> _Exercise goal_
Filter the data for lines with the word "payload", then copy every line so identified.
::: Material provided
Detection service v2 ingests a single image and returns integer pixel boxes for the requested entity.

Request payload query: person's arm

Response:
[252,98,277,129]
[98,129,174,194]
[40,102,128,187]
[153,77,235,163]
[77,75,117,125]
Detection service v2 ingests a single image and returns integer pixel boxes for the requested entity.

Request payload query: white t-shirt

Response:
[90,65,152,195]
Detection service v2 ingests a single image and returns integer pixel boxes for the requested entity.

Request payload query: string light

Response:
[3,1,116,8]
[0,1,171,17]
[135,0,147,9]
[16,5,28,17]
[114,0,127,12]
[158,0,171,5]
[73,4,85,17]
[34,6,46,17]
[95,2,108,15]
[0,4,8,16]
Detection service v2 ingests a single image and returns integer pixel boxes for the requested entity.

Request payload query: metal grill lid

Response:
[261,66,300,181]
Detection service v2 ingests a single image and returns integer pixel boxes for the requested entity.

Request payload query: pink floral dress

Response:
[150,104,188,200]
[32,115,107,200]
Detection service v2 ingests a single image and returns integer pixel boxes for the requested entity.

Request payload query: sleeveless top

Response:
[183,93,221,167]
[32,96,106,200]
::::::
> _Output of the task_
Request payload query: person's arm
Request payload query: white t-shirt
Request payload query: string light
Request payload query: metal grill lid
Request payload query: pink floral dress
Request payload query: sleeveless top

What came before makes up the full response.